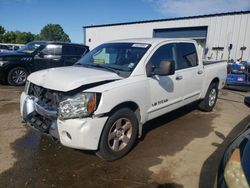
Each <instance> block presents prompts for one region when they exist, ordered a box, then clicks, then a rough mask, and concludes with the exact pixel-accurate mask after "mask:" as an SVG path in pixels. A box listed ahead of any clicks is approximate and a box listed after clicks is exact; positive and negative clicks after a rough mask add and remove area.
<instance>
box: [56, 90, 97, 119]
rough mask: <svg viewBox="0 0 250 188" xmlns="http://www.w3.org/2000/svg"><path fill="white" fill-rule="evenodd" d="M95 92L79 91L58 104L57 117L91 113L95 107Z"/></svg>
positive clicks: (81, 117) (94, 109) (96, 103)
mask: <svg viewBox="0 0 250 188" xmlns="http://www.w3.org/2000/svg"><path fill="white" fill-rule="evenodd" d="M96 105H97V102H96V93H80V94H78V95H76V96H74V97H73V98H69V99H67V100H65V101H62V102H60V104H59V118H60V119H70V118H82V117H87V116H89V115H90V114H92V113H93V112H94V111H95V109H96Z"/></svg>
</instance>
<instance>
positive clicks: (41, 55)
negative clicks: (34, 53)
mask: <svg viewBox="0 0 250 188" xmlns="http://www.w3.org/2000/svg"><path fill="white" fill-rule="evenodd" d="M36 56H37V57H40V58H44V53H43V52H41V51H40V52H37V54H36Z"/></svg>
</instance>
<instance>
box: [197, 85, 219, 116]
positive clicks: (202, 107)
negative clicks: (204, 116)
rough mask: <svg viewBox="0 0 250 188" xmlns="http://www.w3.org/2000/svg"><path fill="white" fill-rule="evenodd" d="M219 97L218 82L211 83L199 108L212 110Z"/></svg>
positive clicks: (201, 101) (206, 110)
mask: <svg viewBox="0 0 250 188" xmlns="http://www.w3.org/2000/svg"><path fill="white" fill-rule="evenodd" d="M217 98H218V84H217V83H211V84H210V86H209V88H208V90H207V93H206V96H205V98H204V99H203V100H202V101H201V102H200V104H199V109H200V110H202V111H205V112H211V111H212V110H213V108H214V106H215V104H216V101H217Z"/></svg>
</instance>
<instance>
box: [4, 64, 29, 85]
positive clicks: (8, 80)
mask: <svg viewBox="0 0 250 188" xmlns="http://www.w3.org/2000/svg"><path fill="white" fill-rule="evenodd" d="M27 77H28V71H27V70H26V69H25V68H23V67H15V68H12V69H11V70H10V71H9V73H8V78H7V79H8V83H9V84H10V85H12V86H21V85H24V84H25V82H26V79H27Z"/></svg>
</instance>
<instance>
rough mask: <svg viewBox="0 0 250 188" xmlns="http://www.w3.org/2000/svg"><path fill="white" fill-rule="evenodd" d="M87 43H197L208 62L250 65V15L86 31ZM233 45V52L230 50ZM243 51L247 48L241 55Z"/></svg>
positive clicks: (100, 43)
mask: <svg viewBox="0 0 250 188" xmlns="http://www.w3.org/2000/svg"><path fill="white" fill-rule="evenodd" d="M83 30H84V32H83V33H84V43H85V44H86V45H88V46H89V47H90V49H93V48H94V47H96V46H97V45H99V44H101V43H104V42H107V41H112V40H117V39H126V38H145V37H166V38H192V39H195V40H196V41H197V42H198V44H199V46H200V48H201V49H202V50H201V53H203V55H204V58H205V59H210V60H221V59H223V60H225V59H228V57H229V56H230V59H234V60H236V59H239V58H240V57H241V56H242V60H247V61H250V11H244V12H229V13H221V14H211V15H203V16H192V17H181V18H172V19H161V20H148V21H138V22H127V23H115V24H105V25H91V26H85V27H83ZM230 44H232V49H231V50H229V46H230ZM242 47H246V49H245V50H244V51H243V55H242V50H241V49H242Z"/></svg>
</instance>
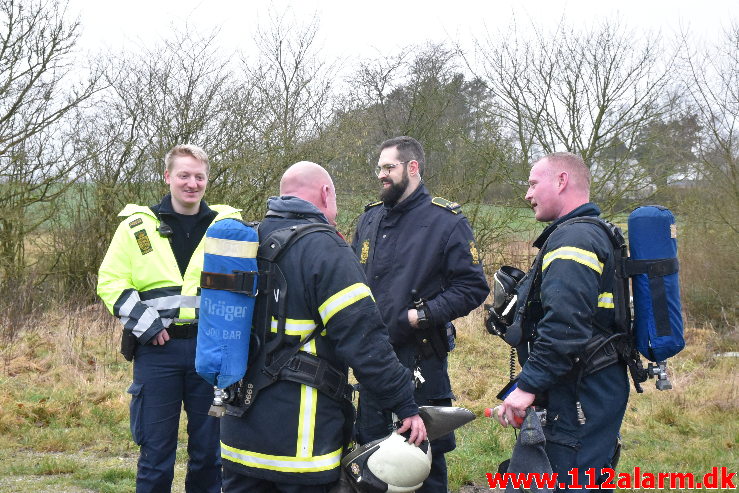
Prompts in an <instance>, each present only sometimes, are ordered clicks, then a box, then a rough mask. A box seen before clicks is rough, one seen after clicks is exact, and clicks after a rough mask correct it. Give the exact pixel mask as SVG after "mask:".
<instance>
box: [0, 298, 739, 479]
mask: <svg viewBox="0 0 739 493" xmlns="http://www.w3.org/2000/svg"><path fill="white" fill-rule="evenodd" d="M457 327H458V332H459V338H458V345H457V349H456V350H455V351H454V352H453V353H452V355H451V357H450V371H451V375H452V381H453V386H454V389H455V392H456V394H457V397H458V401H457V404H458V405H461V406H465V407H468V408H469V409H471V410H473V411H474V412H475V414H477V415H478V416H482V413H483V410H484V408H485V407H493V406H495V405H496V401H495V397H494V396H495V394H496V393H497V391H498V389H499V388H500V387H501V386H502V385H503V384H504V383H505V381H506V379H507V374H508V352H507V349H506V347H504V346H505V345H504V344H503V342H502V341H500V340H498V339H497V338H495V337H493V336H491V335H489V334H487V333H486V332H485V329H484V328H483V324H482V315H481V312H480V311H478V312H476V313H473V314H471V315H470V316H469V317H467V318H465V319H463V320H460V321H459V323H458V324H457ZM118 331H119V328H118V326H117V322H116V321H115V320H113V318H112V317H111V316H110V315H109V314H108V313H107V312H104V311H103V310H102V309H101V307H100V306H98V305H95V306H90V307H87V308H85V309H80V310H77V311H74V312H66V313H47V314H45V315H43V316H40V317H39V318H38V319H36V320H32V321H31V320H29V323H28V326H27V327H26V328H25V329H24V330H23V331H21V333H19V334H18V335H17V336H16V337H15V338H14V339H13V340H10V341H5V343H4V344H3V346H2V349H0V492H2V493H6V492H7V493H10V492H13V493H15V492H21V491H35V492H39V493H41V492H55V493H71V492H103V493H124V492H133V491H134V482H135V481H134V478H135V463H136V457H137V453H138V452H137V448H136V447H135V446H134V444H133V443H132V442H131V440H130V435H129V429H128V395H127V394H126V393H125V390H126V388H127V386H128V384H129V381H130V378H131V377H130V365H129V364H128V363H127V362H126V361H125V360H123V358H122V357H121V356H120V355H119V354H118V351H117V348H118V334H119V332H118ZM722 333H723V334H724V335H723V336H721V337H719V336H718V335H717V332H716V331H715V330H712V328H710V327H704V328H691V329H689V330H688V331H687V338H688V346H687V348H686V349H685V350H684V351H683V352H682V353H681V354H679V355H678V356H676V357H675V358H673V359H672V360H671V362H670V364H671V369H672V382H673V385H674V387H675V388H674V390H672V391H668V392H658V391H657V390H655V389H654V384H653V383H652V382H647V384H646V385H645V388H646V392H645V393H644V394H642V395H636V394H632V396H631V400H630V403H629V409H628V411H627V416H626V421H625V423H624V427H623V441H624V452H623V455H622V462H621V466H620V468H619V469H620V470H623V471H630V470H631V469H632V468H633V467H634V466H640V467H641V469H642V470H644V471H650V472H653V473H657V472H694V473H700V474H702V473H704V472H707V471H710V468H711V467H712V466H727V467H729V468H731V469H732V470H733V471H736V470H737V469H739V371H738V370H739V358H735V357H723V356H717V355H718V354H722V353H727V352H729V351H737V350H739V334H737V331H736V328H734V329H733V331H732V330H726V329H724V330H723V331H722ZM183 421H184V419H183ZM181 430H184V423H182V427H181ZM182 436H183V437H184V433H183V434H182ZM513 442H514V435H513V432H512V431H511V430H510V429H503V428H501V427H500V426H499V425H497V423H496V422H495V421H493V420H490V419H486V418H484V417H479V418H478V419H477V420H475V421H473V422H472V423H470V424H469V425H467V426H465V427H463V428H462V429H460V430H459V432H458V447H457V450H455V451H454V452H452V453H451V454H449V456H448V457H449V464H450V480H451V485H450V486H451V488H452V491H454V492H457V491H459V489H460V488H463V487H465V485H477V486H485V484H486V480H485V473H486V472H495V470H496V469H497V465H498V463H499V462H500V461H502V460H503V459H505V458H507V457H509V455H510V451H511V448H512V446H513ZM185 460H186V450H185V448H184V447H183V446H181V447H180V449H179V451H178V461H177V469H176V476H175V482H176V486H175V489H174V491H183V480H184V473H185V469H184V467H185Z"/></svg>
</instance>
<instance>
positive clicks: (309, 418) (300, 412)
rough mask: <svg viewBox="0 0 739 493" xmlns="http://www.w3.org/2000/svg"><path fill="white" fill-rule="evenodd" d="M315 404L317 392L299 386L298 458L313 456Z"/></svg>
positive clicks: (297, 444) (315, 407) (304, 385)
mask: <svg viewBox="0 0 739 493" xmlns="http://www.w3.org/2000/svg"><path fill="white" fill-rule="evenodd" d="M311 342H313V341H311ZM317 404H318V390H317V389H315V388H313V387H310V386H308V385H301V386H300V412H299V414H298V443H297V451H298V457H310V456H312V455H313V432H314V431H315V428H316V408H317Z"/></svg>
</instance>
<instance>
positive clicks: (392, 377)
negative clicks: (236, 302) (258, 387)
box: [221, 161, 426, 493]
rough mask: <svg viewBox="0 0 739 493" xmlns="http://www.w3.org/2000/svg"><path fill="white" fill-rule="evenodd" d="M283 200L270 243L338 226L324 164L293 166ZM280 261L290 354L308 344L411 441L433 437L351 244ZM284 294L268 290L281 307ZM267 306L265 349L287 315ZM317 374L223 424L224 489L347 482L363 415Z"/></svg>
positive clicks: (331, 180)
mask: <svg viewBox="0 0 739 493" xmlns="http://www.w3.org/2000/svg"><path fill="white" fill-rule="evenodd" d="M280 195H281V196H280V197H272V198H270V199H269V201H268V207H269V210H268V212H267V215H266V217H265V219H264V221H263V222H262V223H261V224H260V225H259V237H260V241H261V242H264V241H265V238H269V237H270V236H269V235H270V234H271V233H274V232H279V231H284V228H291V227H293V226H300V225H305V224H311V223H318V224H335V220H336V192H335V189H334V185H333V182H332V180H331V178H330V176H329V175H328V173H327V172H326V170H324V169H323V168H322V167H321V166H319V165H317V164H315V163H310V162H305V161H304V162H299V163H297V164H294V165H293V166H291V167H290V168H289V169H288V170H287V171H286V172H285V174H284V175H283V177H282V180H281V181H280ZM276 264H277V266H278V267H279V269H280V271H281V272H282V273H283V274H284V277H285V281H286V282H285V285H286V286H287V288H286V292H287V298H286V301H285V303H286V305H285V316H284V317H285V318H286V320H285V330H284V334H285V336H284V338H286V339H287V341H286V342H285V343H284V346H283V347H284V349H289V348H295V350H294V351H293V353H292V354H295V355H297V353H298V351H297V348H298V347H300V352H302V353H306V354H307V355H311V356H306V358H308V359H312V360H313V361H322V362H323V363H322V364H325V365H326V371H325V372H324V373H325V374H328V373H330V374H332V375H334V376H335V375H337V374H340V375H341V380H342V382H341V383H340V385H339V387H341V386H347V381H346V374H347V369H348V368H347V367H348V366H350V367H351V368H352V369H353V371H354V375H355V377H356V378H357V380H358V381H359V382H361V383H362V385H365V386H367V387H368V388H371V389H373V390H374V391H375V392H377V393H378V395H379V396H380V398H381V400H382V403H383V404H384V405H385V406H387V407H388V408H391V409H393V410H394V411H395V413H396V414H397V416H398V417H399V418H400V419H401V420H402V421H403V425H402V426H401V427H400V428H399V430H398V431H399V432H401V433H404V432H406V431H409V432H410V435H409V441H410V442H412V443H415V444H419V443H421V442H422V441H423V440H424V439H425V437H426V430H425V426H424V424H423V421H422V420H421V418H420V417H419V416H418V407H417V406H416V404H415V402H414V401H413V384H412V380H411V374H410V372H409V371H408V370H407V369H406V368H404V367H403V366H402V365H401V364H400V363H399V362H398V359H397V358H396V357H395V355H394V354H393V352H392V350H391V348H390V343H389V342H388V335H387V331H386V329H385V327H384V326H383V324H382V319H381V317H380V314H379V312H378V310H377V306H376V305H375V301H374V299H373V297H372V293H371V292H370V289H369V287H368V286H367V284H366V283H365V280H364V275H363V274H362V271H361V269H360V267H359V264H358V262H357V260H356V258H355V257H354V255H353V254H352V252H351V249H350V248H349V246H348V245H347V243H346V242H345V241H344V240H343V238H341V237H340V236H339V235H338V233H336V231H335V230H334V229H333V228H330V229H329V230H328V231H326V230H322V231H316V232H312V233H310V234H306V235H304V236H302V237H300V238H299V239H298V240H296V241H295V242H293V243H292V244H291V245H290V246H289V247H287V248H286V250H285V251H284V253H282V254H281V255H280V256H279V257H277V259H276ZM260 268H261V267H260ZM284 294H285V293H284V292H278V291H277V290H275V289H273V290H272V292H270V293H268V295H269V296H274V299H275V300H277V299H278V298H279V297H280V296H283V295H284ZM262 300H264V298H263V299H262ZM260 303H264V301H258V303H257V304H258V306H257V310H256V312H255V313H256V315H255V320H254V324H253V325H254V327H259V326H260V325H263V324H265V319H266V318H268V317H269V319H270V320H271V321H272V330H271V331H270V332H268V336H267V337H266V341H264V344H262V346H263V347H270V346H271V345H272V344H273V343H274V341H275V338H276V337H278V336H277V333H278V330H279V329H278V324H279V318H280V315H279V313H277V312H275V311H274V310H273V311H272V312H271V313H266V311H267V310H265V311H262V308H261V307H260V306H259V305H260ZM283 347H277V348H275V349H274V350H273V353H272V354H271V355H268V356H269V357H268V358H267V362H269V361H270V360H275V359H278V360H279V358H280V356H279V355H280V354H282V353H281V351H282V350H283ZM312 357H316V358H312ZM291 361H296V360H291ZM251 364H252V363H250V365H251ZM301 365H302V363H299V364H297V365H293V364H287V365H286V367H289V368H291V369H297V368H299V367H301ZM250 371H251V370H250ZM316 376H317V377H316V378H317V380H315V381H314V382H312V383H313V384H314V385H305V384H301V383H298V382H296V381H293V380H287V379H278V380H277V381H276V382H275V383H272V384H271V385H269V386H266V387H264V388H262V389H261V390H259V392H258V393H257V394H256V397H254V398H253V402H251V404H250V406H249V407H248V409H247V410H246V411H245V413H244V414H243V415H242V416H241V417H237V416H235V415H229V414H227V415H226V416H224V417H223V418H221V419H222V423H221V441H222V457H223V464H224V484H223V487H224V492H226V493H242V492H243V493H246V492H249V493H252V492H257V493H259V492H276V491H279V492H283V493H290V492H295V493H298V492H300V493H323V492H327V491H328V490H329V488H330V487H332V486H333V484H334V483H335V482H336V481H337V480H338V478H339V471H340V469H339V465H340V460H341V455H342V451H343V449H344V447H345V445H346V444H347V442H348V438H349V435H350V433H347V431H349V432H350V430H351V427H352V419H353V409H352V410H349V411H348V412H347V408H348V407H349V408H351V404H350V402H349V401H348V400H346V399H345V398H342V397H340V396H336V395H334V396H330V395H329V394H328V393H325V392H324V391H322V390H319V388H320V386H321V384H322V383H323V381H322V380H321V378H319V377H318V373H316ZM249 378H250V373H249V372H248V373H247V379H249ZM347 405H348V406H347Z"/></svg>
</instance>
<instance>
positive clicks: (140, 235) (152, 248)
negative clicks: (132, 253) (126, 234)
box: [133, 229, 154, 255]
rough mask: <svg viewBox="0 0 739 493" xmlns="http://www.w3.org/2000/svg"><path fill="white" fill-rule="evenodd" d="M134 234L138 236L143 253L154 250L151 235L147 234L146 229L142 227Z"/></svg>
mask: <svg viewBox="0 0 739 493" xmlns="http://www.w3.org/2000/svg"><path fill="white" fill-rule="evenodd" d="M133 235H134V236H135V237H136V243H138V245H139V250H141V255H146V254H147V253H151V252H153V251H154V249H153V248H152V247H151V242H150V241H149V235H147V234H146V230H145V229H140V230H138V231H136V232H135V233H134V234H133Z"/></svg>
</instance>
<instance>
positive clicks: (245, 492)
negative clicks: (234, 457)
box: [223, 468, 334, 493]
mask: <svg viewBox="0 0 739 493" xmlns="http://www.w3.org/2000/svg"><path fill="white" fill-rule="evenodd" d="M333 485H334V483H330V484H318V485H308V484H290V483H274V482H272V481H266V480H264V479H259V478H253V477H251V476H244V475H243V474H239V473H237V472H234V471H233V470H231V469H230V468H225V469H224V470H223V493H328V491H329V490H330V489H331V488H332V487H333Z"/></svg>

------------------------------------------------

— Assigned task —
What is needed is an exact copy of the lines above, from the one containing "404L317 392L299 386L298" through the one containing "200L270 243L338 226L324", with nothing added.

— Output for this task —
rough mask: <svg viewBox="0 0 739 493" xmlns="http://www.w3.org/2000/svg"><path fill="white" fill-rule="evenodd" d="M315 404L317 392L299 386L298 458L313 456Z"/></svg>
positive clicks: (297, 444) (315, 407) (304, 385)
mask: <svg viewBox="0 0 739 493" xmlns="http://www.w3.org/2000/svg"><path fill="white" fill-rule="evenodd" d="M311 342H313V341H311ZM317 404H318V390H317V389H315V388H313V387H310V386H308V385H301V386H300V412H299V414H298V443H297V451H298V457H310V456H312V455H313V432H314V431H315V428H316V408H317Z"/></svg>
</instance>
<instance>
positive clicks: (392, 377)
negative clicks: (236, 302) (258, 387)
box: [221, 161, 426, 493]
rough mask: <svg viewBox="0 0 739 493" xmlns="http://www.w3.org/2000/svg"><path fill="white" fill-rule="evenodd" d="M283 200L270 243L338 226L324 164L293 166ZM280 261L290 354L308 344L411 441L433 437L351 244ZM284 294L268 290L281 307ZM267 306L265 349L287 315ZM317 374L223 424L224 489L347 482L363 415Z"/></svg>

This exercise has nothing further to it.